▸ **SUPPLIED PASSAGE**
Start of Block

Meet Loiza Lamers.
On Monday, a 20-year-old contestant on Holland's Next Top Model became the first transgender woman to win in the global franchise's history.
Lamers previously worked as a makeup artist and hairdresser, according to her profile on the show's website. Lamers' win in the Dutch spinoff of America's Next Top Model marks a historic moment signaling a greater visibility and acceptance of transgender people on TV and in fashion.
We bet that Tyra Banks, the founder of America's Next Top Model, would be proud of how Lamers smized her way to the top. Just look at her selfie game on Instagram.
Lamers competed alongside 12 other contestants in the eighth cycle of the competition in Holland. According to reports from Dutch websites, Lamers revealed she is transgender midway through the competition. She had undergone sex reassignment surgery years before and did not want it to be a factor in the competition, according to Gay Star News.

End of Block

Recorded data
Start of Block

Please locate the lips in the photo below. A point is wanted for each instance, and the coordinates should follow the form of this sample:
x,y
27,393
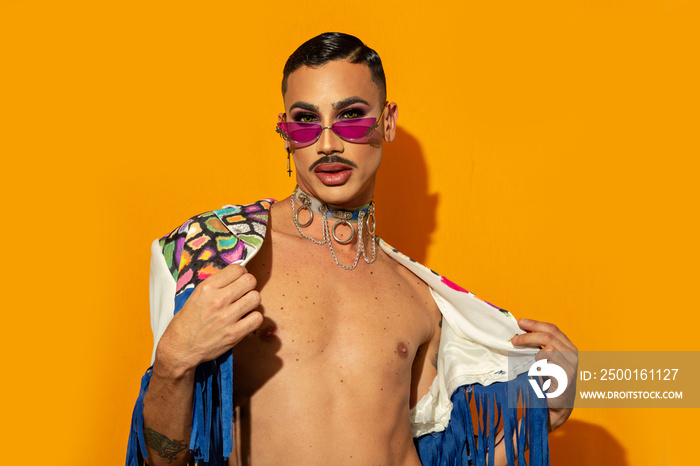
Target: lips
x,y
332,174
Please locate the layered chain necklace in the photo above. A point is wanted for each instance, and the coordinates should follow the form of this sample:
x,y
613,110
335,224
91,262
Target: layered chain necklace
x,y
342,217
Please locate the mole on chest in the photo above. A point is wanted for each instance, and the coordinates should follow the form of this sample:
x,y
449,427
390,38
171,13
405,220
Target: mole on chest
x,y
402,350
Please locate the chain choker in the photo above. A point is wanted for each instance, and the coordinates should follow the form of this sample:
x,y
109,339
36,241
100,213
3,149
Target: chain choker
x,y
362,215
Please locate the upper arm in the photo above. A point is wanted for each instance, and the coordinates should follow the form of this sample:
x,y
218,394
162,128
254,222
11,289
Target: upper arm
x,y
424,368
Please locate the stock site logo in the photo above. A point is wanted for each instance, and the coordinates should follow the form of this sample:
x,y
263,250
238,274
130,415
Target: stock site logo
x,y
544,369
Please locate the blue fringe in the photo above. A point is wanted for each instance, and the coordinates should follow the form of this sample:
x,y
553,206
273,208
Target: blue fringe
x,y
136,449
211,438
458,444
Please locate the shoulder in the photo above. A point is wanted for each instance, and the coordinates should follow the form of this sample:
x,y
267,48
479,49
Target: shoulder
x,y
210,241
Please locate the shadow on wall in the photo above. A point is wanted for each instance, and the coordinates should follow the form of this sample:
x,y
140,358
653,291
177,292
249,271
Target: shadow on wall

End of Block

▸ **ACTIVITIES**
1 - In the Loiza Lamers article, how many other contestants did Lamers compete alongside in the eighth cycle?
2 - Output the Loiza Lamers article from "Lamers previously worked" to "game on Instagram.".
3 - Pick up the Loiza Lamers article after its last sentence and continue it.

▸ **PER-TASK ANSWERS**
1 - 12

2 -
Lamers previously worked as a makeup artist and hairdresser, according to her profile on the show's website. Lamers' win in the Dutch spinoff of America's Next Top Model marks a historic moment signaling a greater visibility and acceptance of transgender people on TV and in fashion.
We bet that Tyra Banks, the founder of America's Next Top Model, would be proud of how Lamers smized her way to the top. Just look at her selfie game on Instagram.

3 -
It's not the first time the Top Model franchise has opened doors to transgender contestants, with mixed results. Back in 2006, Banks conducted a segment she dubbed "America's Top Transexual Model," the intention of which might have been noble, but tone and language of which seem jarring nine years later. But by 2008, Isis King became the first openly transgender model to compete in the franchise, entering the 11th cycle of America's Next Top Model after shining in cycle 10 as a background model in a shoot focused on homelessness.
Now, she's just one of the several names of trans models who are making a mark in fashion, from Andreja Pejic to Hari Nef. They're getting cast for runway shows and ads, but also using their voices to highlight the inequalities and prejudices that persist for trans people in and outside the modeling world, from being oversexualized to being tokenized.
Like King, Lamers has a newfound opportunity to bring awareness to issues affecting the transgender community. She might be a model, but she also has a voice.